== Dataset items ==

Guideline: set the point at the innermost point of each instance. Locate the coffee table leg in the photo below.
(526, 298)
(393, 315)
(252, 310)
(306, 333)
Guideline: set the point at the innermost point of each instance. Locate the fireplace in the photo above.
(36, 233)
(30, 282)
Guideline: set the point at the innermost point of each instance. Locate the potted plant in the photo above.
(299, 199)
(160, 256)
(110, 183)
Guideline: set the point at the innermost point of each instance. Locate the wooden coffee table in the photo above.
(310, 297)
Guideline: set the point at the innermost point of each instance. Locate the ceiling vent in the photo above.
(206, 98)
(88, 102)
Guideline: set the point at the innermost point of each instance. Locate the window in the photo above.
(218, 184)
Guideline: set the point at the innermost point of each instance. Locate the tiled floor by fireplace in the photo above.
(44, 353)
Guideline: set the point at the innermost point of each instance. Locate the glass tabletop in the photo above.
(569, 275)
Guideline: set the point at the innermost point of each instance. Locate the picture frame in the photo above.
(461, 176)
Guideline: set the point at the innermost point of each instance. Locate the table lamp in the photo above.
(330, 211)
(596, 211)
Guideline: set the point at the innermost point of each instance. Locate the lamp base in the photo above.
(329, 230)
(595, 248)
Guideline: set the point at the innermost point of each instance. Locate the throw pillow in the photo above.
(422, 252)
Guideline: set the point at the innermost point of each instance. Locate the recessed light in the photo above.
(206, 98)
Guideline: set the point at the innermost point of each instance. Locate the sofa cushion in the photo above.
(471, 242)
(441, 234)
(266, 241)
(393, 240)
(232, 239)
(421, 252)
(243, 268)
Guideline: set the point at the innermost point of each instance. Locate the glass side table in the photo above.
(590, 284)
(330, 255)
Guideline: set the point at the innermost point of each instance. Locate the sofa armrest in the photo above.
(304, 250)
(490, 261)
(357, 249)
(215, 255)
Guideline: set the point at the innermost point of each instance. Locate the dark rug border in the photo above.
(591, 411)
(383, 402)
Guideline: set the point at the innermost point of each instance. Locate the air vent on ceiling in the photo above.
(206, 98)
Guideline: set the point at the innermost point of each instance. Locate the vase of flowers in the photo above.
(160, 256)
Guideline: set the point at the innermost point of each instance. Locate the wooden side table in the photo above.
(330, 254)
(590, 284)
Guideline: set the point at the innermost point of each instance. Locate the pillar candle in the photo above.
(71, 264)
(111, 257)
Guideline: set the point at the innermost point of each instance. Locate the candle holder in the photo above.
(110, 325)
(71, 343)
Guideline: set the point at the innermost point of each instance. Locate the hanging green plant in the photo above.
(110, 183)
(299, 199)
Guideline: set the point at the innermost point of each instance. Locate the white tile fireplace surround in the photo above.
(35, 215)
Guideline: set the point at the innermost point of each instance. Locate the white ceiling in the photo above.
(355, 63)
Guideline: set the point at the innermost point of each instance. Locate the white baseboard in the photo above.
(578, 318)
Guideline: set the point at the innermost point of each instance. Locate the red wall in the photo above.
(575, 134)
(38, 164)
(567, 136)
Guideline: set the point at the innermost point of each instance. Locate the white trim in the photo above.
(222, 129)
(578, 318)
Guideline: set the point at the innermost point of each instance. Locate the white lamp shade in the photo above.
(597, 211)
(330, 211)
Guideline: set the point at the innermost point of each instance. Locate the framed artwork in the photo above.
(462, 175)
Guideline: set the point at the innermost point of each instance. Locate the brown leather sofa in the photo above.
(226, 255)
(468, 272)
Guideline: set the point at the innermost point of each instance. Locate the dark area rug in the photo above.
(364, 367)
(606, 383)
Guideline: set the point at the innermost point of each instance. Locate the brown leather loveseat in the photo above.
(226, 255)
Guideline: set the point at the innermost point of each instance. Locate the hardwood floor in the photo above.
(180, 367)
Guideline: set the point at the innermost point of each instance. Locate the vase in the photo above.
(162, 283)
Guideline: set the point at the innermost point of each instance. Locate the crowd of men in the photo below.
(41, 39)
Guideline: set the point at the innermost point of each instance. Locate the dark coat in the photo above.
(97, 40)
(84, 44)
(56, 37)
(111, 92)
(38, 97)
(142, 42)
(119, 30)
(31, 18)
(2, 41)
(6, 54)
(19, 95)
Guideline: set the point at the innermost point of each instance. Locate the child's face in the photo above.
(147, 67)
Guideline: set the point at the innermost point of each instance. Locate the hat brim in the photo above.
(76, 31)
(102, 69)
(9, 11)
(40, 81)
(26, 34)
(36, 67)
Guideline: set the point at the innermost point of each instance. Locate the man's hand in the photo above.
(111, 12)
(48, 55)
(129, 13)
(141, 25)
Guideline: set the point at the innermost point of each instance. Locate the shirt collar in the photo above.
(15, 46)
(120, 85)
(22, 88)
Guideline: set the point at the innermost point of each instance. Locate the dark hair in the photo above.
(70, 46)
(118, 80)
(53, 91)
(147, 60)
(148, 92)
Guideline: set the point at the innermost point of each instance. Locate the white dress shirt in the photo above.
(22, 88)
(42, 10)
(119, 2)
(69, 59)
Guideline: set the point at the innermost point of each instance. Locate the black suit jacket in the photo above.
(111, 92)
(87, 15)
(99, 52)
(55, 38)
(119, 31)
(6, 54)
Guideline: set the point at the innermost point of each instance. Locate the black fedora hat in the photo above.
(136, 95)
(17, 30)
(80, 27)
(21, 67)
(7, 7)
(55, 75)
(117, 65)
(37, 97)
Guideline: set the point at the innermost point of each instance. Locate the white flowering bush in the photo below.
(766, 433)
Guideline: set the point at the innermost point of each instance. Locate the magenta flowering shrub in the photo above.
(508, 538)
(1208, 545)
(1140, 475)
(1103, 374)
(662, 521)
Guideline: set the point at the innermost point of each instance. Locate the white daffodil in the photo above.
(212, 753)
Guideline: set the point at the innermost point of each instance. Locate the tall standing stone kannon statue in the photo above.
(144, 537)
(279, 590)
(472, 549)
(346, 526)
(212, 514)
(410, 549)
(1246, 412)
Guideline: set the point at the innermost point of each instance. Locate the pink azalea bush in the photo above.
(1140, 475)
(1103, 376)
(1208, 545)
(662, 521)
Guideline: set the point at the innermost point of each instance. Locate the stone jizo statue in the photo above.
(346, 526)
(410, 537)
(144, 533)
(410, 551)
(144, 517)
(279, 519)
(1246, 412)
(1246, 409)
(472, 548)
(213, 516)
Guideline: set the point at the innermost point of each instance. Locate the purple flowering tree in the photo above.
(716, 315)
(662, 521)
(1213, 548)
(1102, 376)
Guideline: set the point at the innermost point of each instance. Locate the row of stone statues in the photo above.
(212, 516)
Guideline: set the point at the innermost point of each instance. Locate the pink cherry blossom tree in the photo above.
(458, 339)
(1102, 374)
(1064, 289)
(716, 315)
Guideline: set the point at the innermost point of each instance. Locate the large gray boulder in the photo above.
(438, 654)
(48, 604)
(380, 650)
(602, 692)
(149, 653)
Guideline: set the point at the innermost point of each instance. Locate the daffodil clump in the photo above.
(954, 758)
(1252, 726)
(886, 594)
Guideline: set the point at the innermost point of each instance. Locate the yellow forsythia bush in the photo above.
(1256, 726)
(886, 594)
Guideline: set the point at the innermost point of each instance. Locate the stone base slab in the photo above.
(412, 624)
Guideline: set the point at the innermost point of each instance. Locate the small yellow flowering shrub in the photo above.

== WHAT TO PRODUCE ==
Could you copy each line above word for word?

== REPLY ==
Guideline: set the point at the innermost point of each instance. Locate the coffee table leg in the photo below.
(526, 298)
(393, 315)
(252, 310)
(306, 333)
Guideline: set the point at the innermost point of each instance. Locate the fireplace in the photo above.
(36, 233)
(30, 282)
Guideline: set the point at the innermost point of each instance. Locate the potted plant in the photo above.
(299, 199)
(160, 256)
(110, 183)
Guideline: set the point at the innermost point of each instance. Locate the wooden coffee table in the photo above.
(310, 297)
Guideline: set the point at the innermost point of each instance. Locate the ceiling vent in the photo above.
(206, 98)
(88, 102)
Guideline: set the point at the innermost point of each instance. Locate the window in the photo above.
(218, 184)
Guideline: set the point at the innermost point of each instance. Locate the tiled floor by fireplace in the photo above.
(44, 353)
Guideline: set the point at the innermost point of each instance. Locate the glass tabletop in the photo above.
(569, 275)
Guideline: set the point at the innermost point of each instance. Locate the picture frame in the photo above.
(461, 176)
Guideline: set the point at the innermost point of each instance. Locate the table lamp in the photo above.
(330, 211)
(596, 211)
Guideline: set the point at the innermost point of each instance. Locate the lamp base in the photo above.
(329, 230)
(595, 248)
Guideline: set the point at the innermost point of each instance. Locate the throw pillow in the photo above.
(422, 252)
Guideline: set the point at the innermost point of each instance. Locate the recessed light in the photo above.
(206, 98)
Guideline: set the point at the innermost point of each instance. Locate the sofa cushion in the photo above.
(471, 242)
(441, 234)
(266, 241)
(393, 240)
(232, 239)
(421, 252)
(243, 268)
Guideline: set the point at the innermost point of each instance. Locate the glass side table in the photo above.
(590, 284)
(330, 255)
Guideline: set the point at the innermost point of each instance. Locate the sofa armrest in the photo above.
(304, 250)
(490, 261)
(357, 249)
(215, 255)
Guideline: set the point at the innermost point of each instance. Locate the dark rug border in the photo above.
(591, 411)
(383, 402)
Guideline: set the point at the innermost point of each instance. Locate the air vent on ceiling in the photo above.
(206, 98)
Guideline: set the point at the innermost point of each instance. Locate the vase of flowers in the photo above.
(160, 256)
Guideline: set the point at the innermost point of each instance. Locate the wooden side table in the photo above.
(330, 254)
(590, 284)
Guideline: set the point at the innermost point of each instance. Locate the pillar candle in the photo above.
(71, 264)
(111, 257)
Guideline: set the point at the innermost point of each instance. Locate the candle holder in the photo above.
(110, 325)
(71, 343)
Guideline: set the point at the innermost point of each instance. Locate the hanging green plant in the photo above.
(110, 183)
(299, 199)
Guideline: set the point at the innermost point of each instance. Locate the white tile fireplace surround in the photo above.
(35, 215)
Guideline: set the point at the innermost point of each instance. Locate the white ceiling in the photo above.
(355, 63)
Guideline: set the point at the innermost point of each instance. Locate the white baseboard in the photo above.
(578, 318)
Guideline: set the point at the innermost point of each instance. Locate the red wall in the photo above.
(575, 134)
(38, 164)
(567, 136)
Guideline: set the point at the innermost point of each instance. Locate the white trim in the photo above.
(222, 129)
(578, 318)
Guideline: set the point at the innermost point of each instance. Locate the white lamp shade in the photo above.
(597, 211)
(330, 211)
Guideline: set the point at the innermost point of each instance. Locate the framed artwork in the photo above.
(462, 175)
Guideline: set the point at the innermost point of each instance. Locate the brown leather sofa in the photo above.
(226, 255)
(468, 272)
Guideline: set the point at the innermost point of each instance. Locate the dark area rug in the photo above.
(364, 367)
(606, 383)
Guideline: set the point at the innermost point of each instance. Locate the brown leather loveseat in the photo above.
(226, 255)
Guideline: set the point at the innermost point of each instance. Locate the hardwood floor in the photo above.
(180, 367)
Guideline: set the point at the innermost point of each instance. Locate the vase in the photo above.
(162, 283)
Guideline: set the point at the innermost point of each instance. Locate the crowd of men in the photo below.
(41, 39)
Guideline: set the point at the innermost point of each instance. Locate the dark coat in the photo above.
(97, 40)
(84, 44)
(56, 37)
(111, 92)
(38, 97)
(142, 42)
(119, 30)
(31, 18)
(2, 41)
(6, 54)
(19, 95)
Guideline: set the point at the innermost point of each instance. Locate the child's face in the photo above.
(147, 67)
Guideline: set the point at the innermost point of each instance. Locate the hat brim in the photo above.
(76, 31)
(102, 69)
(9, 11)
(40, 81)
(26, 34)
(36, 67)
Guideline: set the point at the innermost point of each instance. Locate the man's hand in the photo above.
(111, 12)
(48, 55)
(129, 13)
(141, 25)
Guideline: set the point at the innermost point of each instance. Locate the shirt collar in the photo above.
(15, 46)
(120, 85)
(22, 88)
Guideline: set the point at the innermost point of each instance. Locate the dark hair in the photo above.
(70, 46)
(118, 80)
(53, 91)
(147, 60)
(148, 92)
Guideline: set the point at the innermost point of each instance. Locate the white dress shirt in the photo above.
(22, 88)
(42, 10)
(119, 2)
(69, 59)
Guideline: set the point at the innermost point of each instance. Locate the black suit jacket in the photo above.
(111, 92)
(87, 15)
(99, 52)
(55, 38)
(119, 31)
(6, 54)
Guideline: set the point at the innermost point of each instance. Locate the black fedora hat in the photo above.
(136, 95)
(17, 30)
(80, 27)
(21, 67)
(7, 7)
(55, 75)
(117, 65)
(37, 97)
Guideline: set the point at the innermost point of each instance. Locate the white flowering bush in the photo below.
(766, 433)
Guideline: set the point at the innermost point of each instance. Locate the magenta flowering shrub in the photo above.
(508, 538)
(1208, 545)
(1140, 475)
(1103, 374)
(662, 521)
Guideline: set the point at the innermost point of each instance. Locate the white daffodil in the photo above.
(212, 753)
Guideline: set the point at the innermost point of each instance. Locate the tall standing stone kannon statue in the photo above.
(144, 537)
(279, 590)
(472, 549)
(346, 526)
(212, 514)
(410, 549)
(1246, 412)
Guideline: set the point at the innermost point of each instance. Locate the pink azalea bush in the photo above.
(1140, 475)
(1103, 376)
(1208, 545)
(662, 521)
Guideline: set the point at the innermost point of each instance. Locate the stone jizo statue in the photo above.
(346, 526)
(410, 537)
(144, 533)
(410, 551)
(144, 517)
(279, 519)
(1246, 412)
(1246, 409)
(472, 548)
(213, 516)
Guideline: set the point at the innermost point of each instance. Locate the purple flowering tree in the photo above.
(716, 315)
(662, 521)
(1213, 548)
(1102, 376)
Guideline: set the point at the innermost point of each instance. Locate the row of stone statues in the photo above.
(212, 516)
Guideline: set the point at the innermost point of each instance. Locate the pink cherry blossom tree in the photo above.
(458, 339)
(1102, 374)
(1064, 289)
(716, 315)
Guideline: set the point at the innermost point of each instance. Locate the large gray boulder in the photo above.
(438, 654)
(48, 604)
(380, 650)
(602, 692)
(149, 653)
Guideline: set the point at the innermost point of each instance. Locate the daffodil clump in the photo above.
(954, 758)
(1252, 726)
(886, 594)
Guideline: set the point at the innermost point of each instance. Locate the yellow forsythia bush in the photo above.
(1256, 726)
(886, 594)
Guideline: set the point at the innermost point of each instance. Locate the stone base slab in the photo above.
(412, 624)
Guideline: set the point at the innermost point of each instance. Locate the small yellow flowering shrub in the photo above.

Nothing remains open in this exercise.